▶ [Compito breve 1]: Stampa la parte dell'estratto della pagina compresa tra "Quali risultati sono" e "gestione della fragilità.", estremi inclusi.
━━ Estratto della pagina
Anche le inabilitazioni soffrono di questo automatismo, sempre l'idea che ci sia questo male del matto che può fare male a se stesso e agli altri o comunque al patrimonio della famiglia, un pericolo da ingabbiare.

Dodici anni fa la logica "patrimoniale" (in cui furono concepite interdizione e inabilitazione) è stata "incrinata" dalla legge sull'amministrazione di sostegno, di cui lei è "madre" riconosciuta, come ama definirsi.

Quali risultati sono stati ottenuti?

Bé innanzitutto la legge ha avuto molto successo. Un successo superiore alle aspettative. Si pensava che sarebbe stato un gioco di decreti, di procedimenti messi in atto nei vari tribunali, che gestissero qualche situazione, invece soprattutto in certi tribunali più sensibili, ma anche in città come Roma, Venezia, Bologna, Milano c'è stata una vera e propria ondata di passione, di entusiasmo. Alcuni giudici hanno trovato quasi il senso della loro missione, della loro professione, in questa legge. Anche molti avvocati, il volontariato, i movimenti, gli assessori. Insomma, i vari protagonisti del processo hanno dimostrato di vivere questa occasione storica della riforma legislativa come punto di partenza per rimeditare un po' la gestione della fragilità.

Certo non è bastato per convincere proprio tutti i tribunali, ci sono delle location, dei luoghi geografici in cui abbiamo constatato purtroppo un persistere del ricorso all'interdizione. Però, tutti questi episodi patologici non ci possono fare dimenticare questa ondata di entusiasmo, di riconoscenza, che da tanti muschi dell'Italia sono venuti. Direi che questo è il fatto più significativo e che ci induce a sperare che oggi la battaglia che incominciamo a fare per abrogare l'interdizione potrebbe avere un esito migliore.

Veniamo, dunque, al ddl. Cosa propone?

Bè innanzitutto l'abrogazione in toto di entrambi gli istituti. Prendere le norme del codice e delle leggi speciali che riguardano questi istituti e buttarle via, lasciando spazio solo all'amministrazione di sostegno, rimodulata sui singoli casi.

Ma non solo.

La novità del disegno di legge è che non ci si limita ad abrogare. Io e l'avv. Rita Rossi di Bologna, che con me è autrice di questo progetto, abbiamo voluto toccare un po' tutti i punti significativi.

Per esempio, siamo intervenuti sulla responsabilità extracontrattuale, l'art. 2046, siamo intervenuti sul 428, cioè sull'incapacità naturale, siamo intervenuti con nuovi strumenti, per quanto riguarda il testamento e la donazione, abbiamo introdotto un nuovo istituto, tipo trust all'italiana, che è il patrimonio di destinazione, che sopperirebbe alla figura macchinosa del fedecommesso.
━━━━
━━ Voci fornite
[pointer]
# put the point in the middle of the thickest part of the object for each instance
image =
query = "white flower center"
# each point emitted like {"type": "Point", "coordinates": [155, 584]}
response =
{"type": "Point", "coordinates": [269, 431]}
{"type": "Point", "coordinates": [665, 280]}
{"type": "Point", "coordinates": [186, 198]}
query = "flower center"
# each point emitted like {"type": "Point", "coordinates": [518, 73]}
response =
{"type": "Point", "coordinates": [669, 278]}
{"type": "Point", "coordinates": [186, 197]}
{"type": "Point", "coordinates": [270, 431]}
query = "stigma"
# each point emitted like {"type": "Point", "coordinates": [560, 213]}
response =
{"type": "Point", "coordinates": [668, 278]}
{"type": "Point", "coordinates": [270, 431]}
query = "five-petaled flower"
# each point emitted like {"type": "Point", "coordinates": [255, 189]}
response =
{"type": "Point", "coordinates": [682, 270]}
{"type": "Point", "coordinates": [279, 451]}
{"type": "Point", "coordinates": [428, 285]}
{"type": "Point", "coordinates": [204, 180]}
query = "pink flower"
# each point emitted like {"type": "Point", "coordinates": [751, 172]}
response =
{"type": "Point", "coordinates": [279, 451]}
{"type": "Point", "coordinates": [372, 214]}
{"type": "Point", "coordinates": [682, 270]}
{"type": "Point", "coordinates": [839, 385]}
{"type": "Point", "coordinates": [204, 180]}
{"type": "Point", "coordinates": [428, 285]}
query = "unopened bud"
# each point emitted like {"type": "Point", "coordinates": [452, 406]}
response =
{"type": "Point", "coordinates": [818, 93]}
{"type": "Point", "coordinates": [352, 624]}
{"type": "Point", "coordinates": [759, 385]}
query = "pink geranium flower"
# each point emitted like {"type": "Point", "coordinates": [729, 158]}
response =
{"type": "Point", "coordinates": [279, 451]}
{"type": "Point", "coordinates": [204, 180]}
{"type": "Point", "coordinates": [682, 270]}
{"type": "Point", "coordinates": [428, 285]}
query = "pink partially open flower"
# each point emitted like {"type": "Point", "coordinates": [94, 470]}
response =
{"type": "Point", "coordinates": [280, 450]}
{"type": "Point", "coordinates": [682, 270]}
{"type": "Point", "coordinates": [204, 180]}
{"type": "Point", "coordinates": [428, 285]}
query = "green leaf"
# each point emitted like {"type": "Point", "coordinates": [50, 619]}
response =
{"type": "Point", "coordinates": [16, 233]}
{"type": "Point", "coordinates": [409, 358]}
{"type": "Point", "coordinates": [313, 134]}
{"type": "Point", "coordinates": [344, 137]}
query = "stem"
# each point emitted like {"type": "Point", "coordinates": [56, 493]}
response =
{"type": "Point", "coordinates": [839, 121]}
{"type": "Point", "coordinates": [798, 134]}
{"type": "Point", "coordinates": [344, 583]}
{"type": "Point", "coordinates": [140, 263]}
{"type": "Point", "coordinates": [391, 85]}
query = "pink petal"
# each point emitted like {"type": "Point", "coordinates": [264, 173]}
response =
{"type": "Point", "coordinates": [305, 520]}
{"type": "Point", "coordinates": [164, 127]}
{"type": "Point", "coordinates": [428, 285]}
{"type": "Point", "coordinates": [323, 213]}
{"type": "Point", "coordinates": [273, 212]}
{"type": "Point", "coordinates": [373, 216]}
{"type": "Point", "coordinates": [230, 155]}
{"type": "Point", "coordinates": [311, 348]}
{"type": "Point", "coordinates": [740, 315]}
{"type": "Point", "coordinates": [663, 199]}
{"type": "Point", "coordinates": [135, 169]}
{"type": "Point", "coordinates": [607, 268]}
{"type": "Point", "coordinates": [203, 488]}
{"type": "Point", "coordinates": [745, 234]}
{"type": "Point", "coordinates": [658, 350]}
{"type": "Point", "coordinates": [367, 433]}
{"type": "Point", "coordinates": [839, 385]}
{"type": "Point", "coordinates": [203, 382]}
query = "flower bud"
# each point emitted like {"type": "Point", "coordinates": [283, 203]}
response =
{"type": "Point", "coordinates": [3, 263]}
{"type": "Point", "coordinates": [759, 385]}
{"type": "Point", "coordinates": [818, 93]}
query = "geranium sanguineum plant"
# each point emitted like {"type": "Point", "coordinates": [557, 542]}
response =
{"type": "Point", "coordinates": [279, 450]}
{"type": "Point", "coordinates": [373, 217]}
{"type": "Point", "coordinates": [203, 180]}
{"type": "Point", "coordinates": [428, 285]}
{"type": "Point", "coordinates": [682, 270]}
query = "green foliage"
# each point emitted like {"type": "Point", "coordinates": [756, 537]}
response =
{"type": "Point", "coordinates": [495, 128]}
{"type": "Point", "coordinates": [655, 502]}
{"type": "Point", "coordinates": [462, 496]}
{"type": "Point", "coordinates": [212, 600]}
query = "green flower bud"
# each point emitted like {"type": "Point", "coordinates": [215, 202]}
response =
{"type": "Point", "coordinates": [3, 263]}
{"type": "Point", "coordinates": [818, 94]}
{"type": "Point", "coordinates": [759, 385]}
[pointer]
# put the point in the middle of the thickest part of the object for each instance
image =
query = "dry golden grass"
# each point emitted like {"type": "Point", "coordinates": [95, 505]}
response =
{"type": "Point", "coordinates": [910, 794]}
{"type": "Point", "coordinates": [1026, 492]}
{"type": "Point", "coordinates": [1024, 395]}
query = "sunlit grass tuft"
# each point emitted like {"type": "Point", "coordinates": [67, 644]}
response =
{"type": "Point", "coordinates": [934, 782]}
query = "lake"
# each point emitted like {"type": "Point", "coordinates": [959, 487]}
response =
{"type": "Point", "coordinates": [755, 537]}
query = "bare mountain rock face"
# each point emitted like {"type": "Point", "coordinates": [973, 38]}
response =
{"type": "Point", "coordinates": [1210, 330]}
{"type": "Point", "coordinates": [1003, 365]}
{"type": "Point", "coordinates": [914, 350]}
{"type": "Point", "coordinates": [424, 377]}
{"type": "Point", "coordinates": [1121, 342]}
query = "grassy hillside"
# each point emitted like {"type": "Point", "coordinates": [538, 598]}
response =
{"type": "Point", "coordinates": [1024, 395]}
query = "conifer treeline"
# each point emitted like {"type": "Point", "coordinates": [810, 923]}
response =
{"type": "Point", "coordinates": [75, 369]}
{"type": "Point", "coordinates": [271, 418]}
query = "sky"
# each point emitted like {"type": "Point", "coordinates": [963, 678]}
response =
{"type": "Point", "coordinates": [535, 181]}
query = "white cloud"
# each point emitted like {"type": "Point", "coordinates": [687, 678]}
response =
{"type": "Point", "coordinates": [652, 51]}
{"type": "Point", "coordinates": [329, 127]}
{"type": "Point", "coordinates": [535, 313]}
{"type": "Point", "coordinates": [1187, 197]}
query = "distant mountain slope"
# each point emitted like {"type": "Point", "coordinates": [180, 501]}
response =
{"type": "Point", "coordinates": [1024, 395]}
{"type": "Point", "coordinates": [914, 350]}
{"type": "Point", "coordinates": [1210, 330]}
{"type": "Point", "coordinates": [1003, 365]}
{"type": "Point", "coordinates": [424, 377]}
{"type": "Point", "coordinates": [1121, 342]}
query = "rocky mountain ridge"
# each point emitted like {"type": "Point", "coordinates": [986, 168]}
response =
━━━━
▶ [Compito breve 2]: Conta le righe dei record che contengono la parola "flower" e scrivi solo il numero.

▶ [Risposta finale 1]:
Quali risultati sono stati ottenuti?

Bé innanzitutto la legge ha avuto molto successo. Un successo superiore alle aspettative. Si pensava che sarebbe stato un gioco di decreti, di procedimenti messi in atto nei vari tribunali, che gestissero qualche situazione, invece soprattutto in certi tribunali più sensibili, ma anche in città come Roma, Venezia, Bologna, Milano c'è stata una vera e propria ondata di passione, di entusiasmo. Alcuni giudici hanno trovato quasi il senso della loro missione, della loro professione, in questa legge. Anche molti avvocati, il volontariato, i movimenti, gli assessori. Insomma, i vari protagonisti del processo hanno dimostrato di vivere questa occasione storica della riforma legislativa come punto di partenza per rimeditare un po' la gestione della fragilità.

▶ [Risposta finale 2]: 8